A fork() leans on the implicit

I came across an interesting paper called A fork() in the road and thought to refresh my knowledge of this system call and study it in more detail. The paper is mostly an opinion piece, a critique of fork, written in a style that might not be for everyone, although I find its arguments fair.

Fork

As I was reading the paper, the notion that fork was only simple on the surface somehow struck me. If you think about it, a process is a fundamental concept interacting with virtually every facet of the operating system. Creation of a new process is ought to be complex, yet fork-exec take very few arguments. If I were building a non-Unix operating system from scratch, I would’ve come up with something along the lines of CreateProcess from Windows, which looks like this:

    bool ok = CreateProcess(0, // No module name (use command line)
            argv[1], // Command line
            0,       // Process handle not inheritable
            0,       // Thread handle not inheritable
            false,   // Set handle inheritance to false
            0,       // No creation flags
            0,       // Use parent's environment block
            0,       // Use parent's starting directory 
            &si,     // Pointer to STARTUPINFO structure
            &pi);    // Pointer to PROCESS_INFORMATION structure
    if (!ok) {
        // ...
    }

Because of course, if you want to create a new process, then just initialize it and pass in everything it needs via an argument. What does a new process need in order to start? Who knows, a bunch of stuff, but at the very least a path to an executable and arguments. Add the rest of options as the system evolves. This is a good start for an explicit interface.

Fork does it differently though. It says a new process will be mostly the same as the current, and gives you a special transformation window before you call exec. In that window you have way more power than any amount of procedure parameters can provide, because you write arbitrary code. You inherit lots of stuff and cancel out everything you don’t need. There are restrictions though, the code should be async-signal-safe, but other than that you are free to do whatever. And by the way, you don’t even have to exec.

    if ((pid = fork()) == 0) {
        // ...
        // arbitrary code
        // ...
        execvp("cmd", args);

This almost philosophical difference between the approaches made me want to compare their merits and write a comprehensive overview, replete with examples and gotchas, with use cases and war stories, historical lessons and convincing benchmarks, all for different platforms too, and finish it all off with a balanced and levelheaded summary.

And I actually started doing it, until I stumbled upon commit messages from musl’s implementation of fork. What a ghastly rigmarole! I wanted to provide examples for that? Compare it with Windows? I already know the verdit will be some kind of many handed fuzzy statement with pointless meandering of “on the one hand fork encourages to overcommit, and on the other…”

GIVEN MATERIAL:

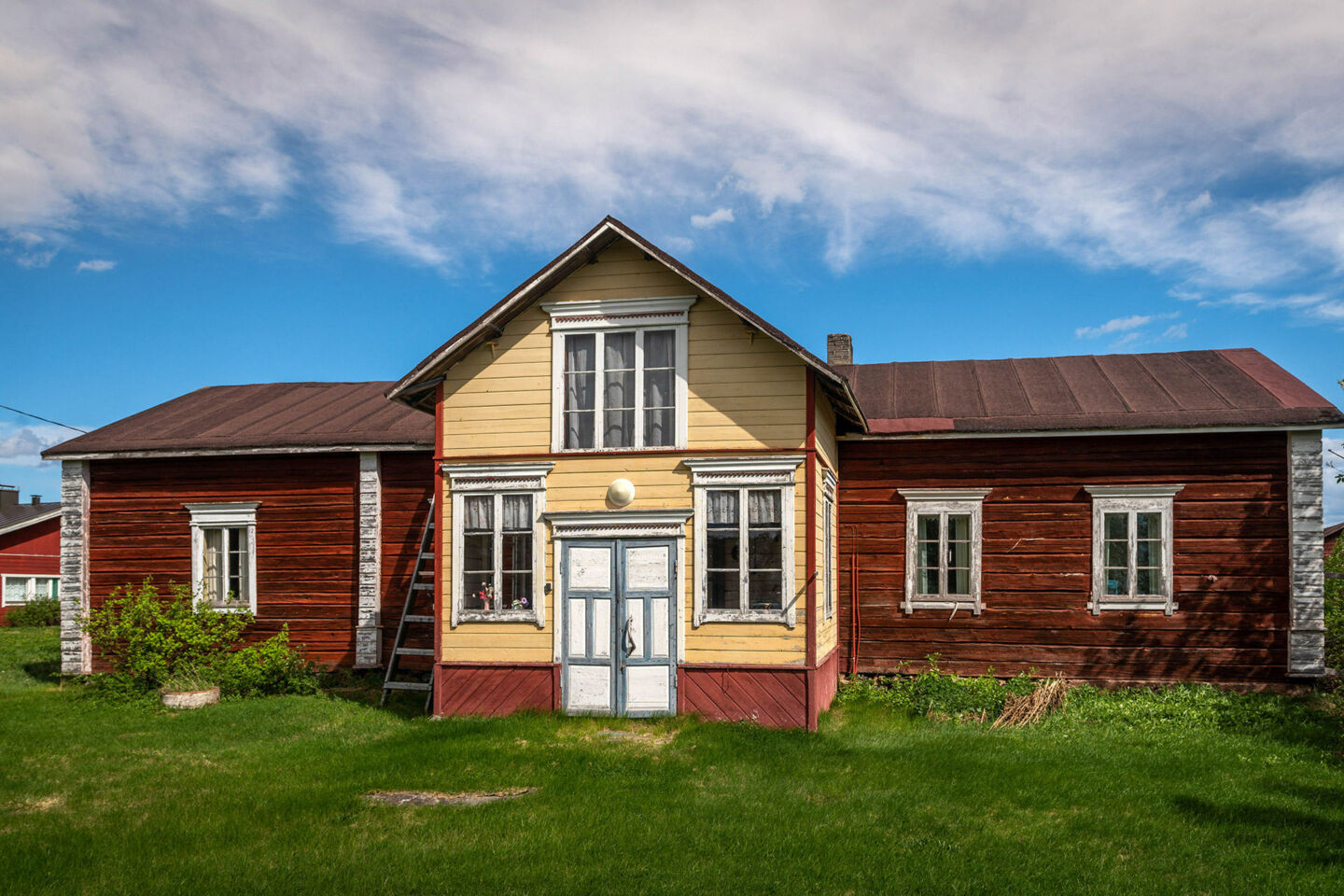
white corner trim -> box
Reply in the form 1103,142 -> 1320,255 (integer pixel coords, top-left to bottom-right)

PARTS OF THE EXERCISE:
[A] In the CreateProcess call in the essay on fork, which arguments are passed as 0? List the comment that accompanies each one.
[B] Write the next part of the essay on fork, picking up right after its last sentence.

RESPONSES BY TASK:
[A]
- No module name (use command line)
- Process handle not inheritable
- Thread handle not inheritable
- No creation flags
- Use parent's environment block
- Use parent's starting directory

[B]
No, I don’t want to do that. But I do want to show you one particularly wrinkled example of the way fork interacts with printing stuff. If you look at its man page you’ll notice there is a long list of nuance about what gets inherited by the child process and what doesn’t. So while it might be interesting to look at some examples, looking at all is going to be rather boring.

Interleaved file descriptor offset

In particular I will demonstrate what this part means (partially):

• The child inherits copies of the parent’s set of open file descriptors. Each file descriptor in the child refers to the same open file description (see open(2)) as the corresponding file descriptor in the parent. This means that the two file descriptors share open file status flags, file offset, and signal-driven I/O attributes (see the description of F_SETOWN and F_SETSIG in fcntl(2)).

Here’s a function in C that reads a file and prints n lines prefixed by a string, to distinguish the process:

void cat_file(int fd, int n, char *prefix)
{
    char buf[BUFSIZ] = {0};
    size_t len = 0; // how many bytes in buf currently
    int line = 0;
    while (line < n && read(fd, buf + len, 1) > 0) {
        len++;
        if (buf[len-1] == '\n') {
            write(STDOUT_FILENO, prefix, strlen(prefix));
            write(STDOUT_FILENO, ": ", 2);
            write(STDOUT_FILENO, buf, len);
            len = 0;
            line++;
        }
    }
    if (len > 0) { // in case last line doesn't end with \n
        write(STDOUT_FILENO, buf, len);
        write(STDOUT_FILENO, "\n", 1);
    }
}

Don’t mind the absence of error handling or repeated strlen call, it’s just an example. Here’s the main program to drive it:

int main(int argc, char **argv)
{
    int fd = open(argv[1], O_RDONLY);
    if (fd < 0) {
        perror("open failed");
        exit(1);
    }
    cat_file(fd, 5, "parent");
    switch (fork()) {
        case -1:
            perror("fork failed");
            exit(1);
        case 0:
            cat_file(fd, 5, " child");
            exit(0);
        default:
            wait(0);
            cat_file(fd, 5, "parent");
    }
    return 0;
}

The man page says that the two file descriptors share the offset, so output should be interleaved, because the child continues where the parent left off, and then the parent continues where the child left off. That is indeed the case:

~> ./a.out fd_interleaved.c

parent: #include <stdio.h>
parent: #include <unistd.h>
parent: #include <string.h>
parent: #include <fcntl.h>
parent: #include <stdlib.h>
 child: #include <sys/wait.h>
 child:
 child: void cat_file(int fd, int n, char *prefix)
 child: {
 child:     char buf[BUFSIZ] = {0};
parent:     size_t len = 0; // how many bytes in buf currently
parent:     int line = 0;
parent:     while (line < n && read(fd, buf + len, 1) > 0) {
parent:         len++;
parent:         if (buf[len-1] == '\n') {

If wait(0) wasn’t there, then it would be up to the process scheduler to decide when and how long the processes run. You might get something like this:

~> ./a.out fd_interleaved.c

parent: #include <stdio.h>
parent: #include <unistd.h>
parent: #include <string.h>
parent: #include <fcntl.h>
parent: #include <stdlib.h>
parent child: : ludeit.
#inc <sys/wah>
parent: voiatle(int fd, int n, char *prefix)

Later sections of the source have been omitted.